§ **Given request**: Count how many rows below contain the word "background" and give only that number.

§ **Raw records**:
------------------------------------------------------------------------
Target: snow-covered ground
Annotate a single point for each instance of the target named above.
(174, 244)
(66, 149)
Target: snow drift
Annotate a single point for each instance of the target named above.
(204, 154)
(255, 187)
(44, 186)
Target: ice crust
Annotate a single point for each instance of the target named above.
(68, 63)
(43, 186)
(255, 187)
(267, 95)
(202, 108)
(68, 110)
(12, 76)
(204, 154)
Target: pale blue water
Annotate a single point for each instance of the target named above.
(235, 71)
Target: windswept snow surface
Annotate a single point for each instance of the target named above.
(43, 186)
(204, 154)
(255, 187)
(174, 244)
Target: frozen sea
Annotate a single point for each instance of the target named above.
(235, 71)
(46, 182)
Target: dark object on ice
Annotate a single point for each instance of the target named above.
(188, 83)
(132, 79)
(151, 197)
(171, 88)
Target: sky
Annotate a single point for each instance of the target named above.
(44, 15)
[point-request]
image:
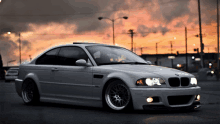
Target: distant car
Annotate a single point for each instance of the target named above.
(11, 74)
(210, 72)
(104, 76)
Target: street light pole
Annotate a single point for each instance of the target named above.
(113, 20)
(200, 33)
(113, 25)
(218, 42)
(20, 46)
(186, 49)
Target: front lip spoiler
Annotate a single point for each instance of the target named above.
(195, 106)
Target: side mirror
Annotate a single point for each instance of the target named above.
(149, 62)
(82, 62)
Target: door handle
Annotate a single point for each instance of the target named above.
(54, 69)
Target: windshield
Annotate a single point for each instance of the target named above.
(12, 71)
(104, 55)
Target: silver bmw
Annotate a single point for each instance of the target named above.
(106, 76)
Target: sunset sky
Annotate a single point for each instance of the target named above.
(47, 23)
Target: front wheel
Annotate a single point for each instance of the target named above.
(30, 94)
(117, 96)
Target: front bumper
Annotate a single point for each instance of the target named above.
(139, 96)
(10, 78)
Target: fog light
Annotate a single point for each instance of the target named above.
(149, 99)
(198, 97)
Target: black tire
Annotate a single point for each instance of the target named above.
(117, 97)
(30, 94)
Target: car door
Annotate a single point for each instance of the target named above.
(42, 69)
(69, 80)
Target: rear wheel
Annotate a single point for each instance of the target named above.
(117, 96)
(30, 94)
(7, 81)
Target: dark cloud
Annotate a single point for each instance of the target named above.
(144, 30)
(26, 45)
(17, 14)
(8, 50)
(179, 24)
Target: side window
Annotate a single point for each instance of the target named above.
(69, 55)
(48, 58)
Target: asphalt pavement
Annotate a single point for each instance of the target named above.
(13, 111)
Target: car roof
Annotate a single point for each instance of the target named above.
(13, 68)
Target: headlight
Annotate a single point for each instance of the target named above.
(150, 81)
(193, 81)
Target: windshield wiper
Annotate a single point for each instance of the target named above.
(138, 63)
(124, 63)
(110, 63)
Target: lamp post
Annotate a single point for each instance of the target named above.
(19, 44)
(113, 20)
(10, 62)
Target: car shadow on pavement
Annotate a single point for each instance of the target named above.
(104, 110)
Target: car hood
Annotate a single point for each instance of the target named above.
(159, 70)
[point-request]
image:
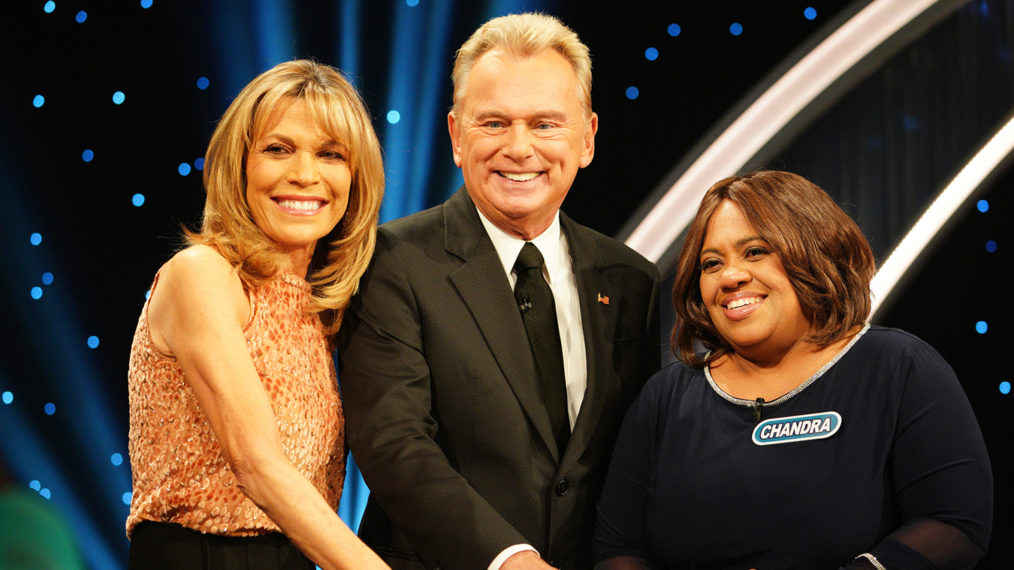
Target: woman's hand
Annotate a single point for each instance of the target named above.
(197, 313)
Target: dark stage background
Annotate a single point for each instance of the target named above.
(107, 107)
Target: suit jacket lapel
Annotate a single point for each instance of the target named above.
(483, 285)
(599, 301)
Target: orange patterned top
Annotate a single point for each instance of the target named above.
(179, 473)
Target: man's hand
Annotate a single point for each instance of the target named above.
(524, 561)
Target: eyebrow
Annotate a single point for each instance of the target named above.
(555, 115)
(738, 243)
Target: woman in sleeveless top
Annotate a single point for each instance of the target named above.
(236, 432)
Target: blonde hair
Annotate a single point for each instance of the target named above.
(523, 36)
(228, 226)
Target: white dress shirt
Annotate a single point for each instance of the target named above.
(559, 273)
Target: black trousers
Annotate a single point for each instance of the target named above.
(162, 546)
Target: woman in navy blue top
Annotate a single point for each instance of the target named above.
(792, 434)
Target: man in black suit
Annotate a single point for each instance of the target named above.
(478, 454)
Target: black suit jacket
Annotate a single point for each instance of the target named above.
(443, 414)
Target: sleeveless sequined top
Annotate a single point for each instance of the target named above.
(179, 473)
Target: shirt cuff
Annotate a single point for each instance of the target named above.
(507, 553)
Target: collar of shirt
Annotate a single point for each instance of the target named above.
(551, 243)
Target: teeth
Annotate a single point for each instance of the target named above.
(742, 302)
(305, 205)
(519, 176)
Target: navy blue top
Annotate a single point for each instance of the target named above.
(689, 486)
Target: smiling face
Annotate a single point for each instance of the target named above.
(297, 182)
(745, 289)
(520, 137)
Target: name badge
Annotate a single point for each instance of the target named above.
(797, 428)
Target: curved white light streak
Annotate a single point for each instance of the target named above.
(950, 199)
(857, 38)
------------------------------------------------------------------------
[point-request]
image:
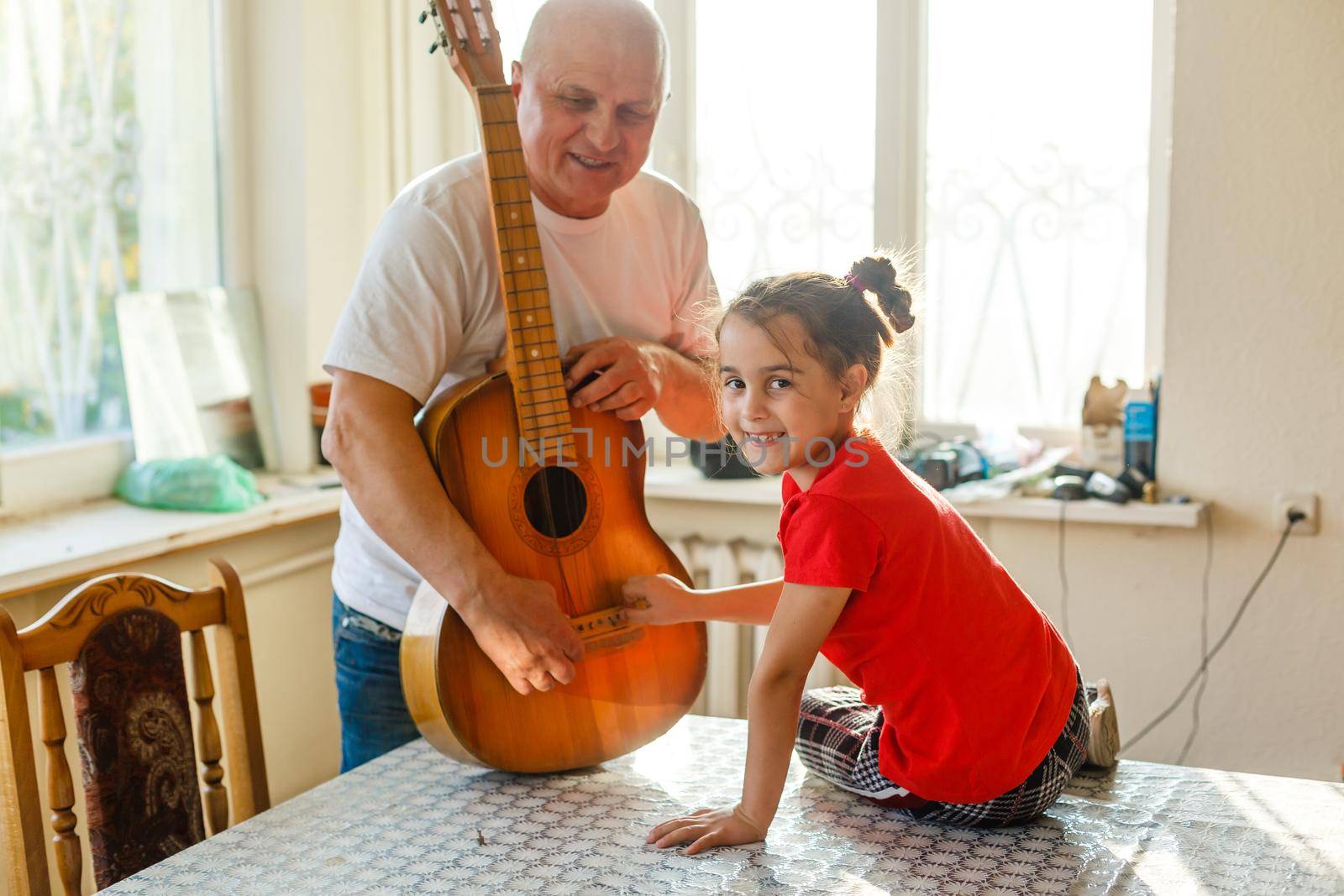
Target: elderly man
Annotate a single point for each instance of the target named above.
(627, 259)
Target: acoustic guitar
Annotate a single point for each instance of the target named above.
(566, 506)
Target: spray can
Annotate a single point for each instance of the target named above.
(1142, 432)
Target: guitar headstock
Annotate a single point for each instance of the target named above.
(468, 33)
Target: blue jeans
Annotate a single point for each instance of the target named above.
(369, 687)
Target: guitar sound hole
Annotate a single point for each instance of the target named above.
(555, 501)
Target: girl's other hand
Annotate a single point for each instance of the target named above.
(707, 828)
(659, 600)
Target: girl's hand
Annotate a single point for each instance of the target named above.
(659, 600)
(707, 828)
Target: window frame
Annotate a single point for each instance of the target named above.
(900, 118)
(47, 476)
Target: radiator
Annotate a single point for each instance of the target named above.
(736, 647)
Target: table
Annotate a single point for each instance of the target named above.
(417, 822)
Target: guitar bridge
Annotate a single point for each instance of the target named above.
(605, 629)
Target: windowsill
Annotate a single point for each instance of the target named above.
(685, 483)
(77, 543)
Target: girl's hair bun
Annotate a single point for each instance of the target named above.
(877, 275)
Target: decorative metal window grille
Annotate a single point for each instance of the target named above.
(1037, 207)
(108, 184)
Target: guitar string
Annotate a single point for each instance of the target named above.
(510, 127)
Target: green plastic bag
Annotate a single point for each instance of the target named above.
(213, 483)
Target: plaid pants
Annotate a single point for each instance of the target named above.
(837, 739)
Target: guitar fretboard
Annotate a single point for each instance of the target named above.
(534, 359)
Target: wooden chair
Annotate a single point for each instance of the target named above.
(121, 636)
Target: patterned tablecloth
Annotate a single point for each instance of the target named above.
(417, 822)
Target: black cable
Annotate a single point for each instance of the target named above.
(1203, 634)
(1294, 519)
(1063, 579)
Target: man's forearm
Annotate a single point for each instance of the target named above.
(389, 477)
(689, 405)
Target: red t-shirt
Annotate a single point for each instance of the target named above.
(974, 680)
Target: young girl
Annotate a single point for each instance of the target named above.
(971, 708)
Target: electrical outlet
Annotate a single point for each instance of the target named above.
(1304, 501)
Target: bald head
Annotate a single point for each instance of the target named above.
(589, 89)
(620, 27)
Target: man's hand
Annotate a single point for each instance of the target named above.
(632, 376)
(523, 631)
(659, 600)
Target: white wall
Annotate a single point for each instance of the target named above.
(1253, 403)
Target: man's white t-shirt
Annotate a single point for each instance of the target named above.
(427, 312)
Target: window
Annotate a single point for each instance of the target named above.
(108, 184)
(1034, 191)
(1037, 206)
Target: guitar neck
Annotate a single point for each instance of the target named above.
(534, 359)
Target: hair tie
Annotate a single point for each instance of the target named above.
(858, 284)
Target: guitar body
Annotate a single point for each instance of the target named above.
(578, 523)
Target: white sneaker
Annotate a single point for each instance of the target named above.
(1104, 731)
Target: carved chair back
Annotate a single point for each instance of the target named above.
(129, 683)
------------------------------------------------------------------------
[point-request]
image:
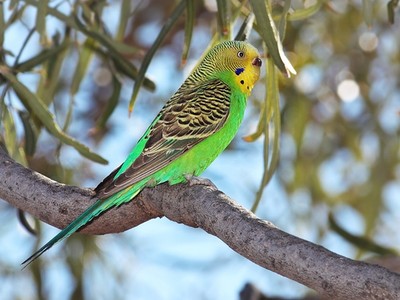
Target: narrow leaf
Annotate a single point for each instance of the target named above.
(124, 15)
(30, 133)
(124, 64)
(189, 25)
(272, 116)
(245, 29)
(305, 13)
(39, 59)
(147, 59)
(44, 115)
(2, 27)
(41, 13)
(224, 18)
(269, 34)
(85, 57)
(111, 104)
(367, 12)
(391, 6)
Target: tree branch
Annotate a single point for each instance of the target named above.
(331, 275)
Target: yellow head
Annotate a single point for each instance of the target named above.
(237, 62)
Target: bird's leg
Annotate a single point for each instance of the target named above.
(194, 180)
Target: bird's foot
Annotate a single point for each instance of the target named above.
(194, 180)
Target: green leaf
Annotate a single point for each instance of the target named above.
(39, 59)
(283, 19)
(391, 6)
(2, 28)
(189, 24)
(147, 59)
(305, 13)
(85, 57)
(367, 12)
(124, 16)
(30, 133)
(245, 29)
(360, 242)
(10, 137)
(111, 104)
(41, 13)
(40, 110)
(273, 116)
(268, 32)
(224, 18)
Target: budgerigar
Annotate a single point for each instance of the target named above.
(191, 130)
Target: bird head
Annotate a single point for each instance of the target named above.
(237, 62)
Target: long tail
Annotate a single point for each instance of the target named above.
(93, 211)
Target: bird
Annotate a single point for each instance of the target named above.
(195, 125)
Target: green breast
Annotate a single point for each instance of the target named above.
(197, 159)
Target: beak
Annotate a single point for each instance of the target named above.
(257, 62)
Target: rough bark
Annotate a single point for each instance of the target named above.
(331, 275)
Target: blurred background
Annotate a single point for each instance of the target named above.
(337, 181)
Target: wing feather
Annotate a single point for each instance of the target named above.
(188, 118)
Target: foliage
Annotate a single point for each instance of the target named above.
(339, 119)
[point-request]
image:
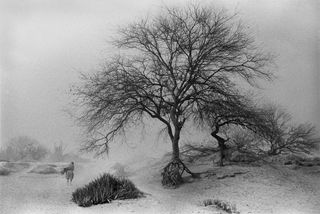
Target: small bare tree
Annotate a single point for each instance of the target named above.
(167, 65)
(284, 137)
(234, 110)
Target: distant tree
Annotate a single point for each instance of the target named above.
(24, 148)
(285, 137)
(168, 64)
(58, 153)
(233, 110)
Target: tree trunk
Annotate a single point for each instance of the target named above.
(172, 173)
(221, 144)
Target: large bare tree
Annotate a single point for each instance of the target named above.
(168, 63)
------------------------------------------------------------------------
§ **Written solution**: 2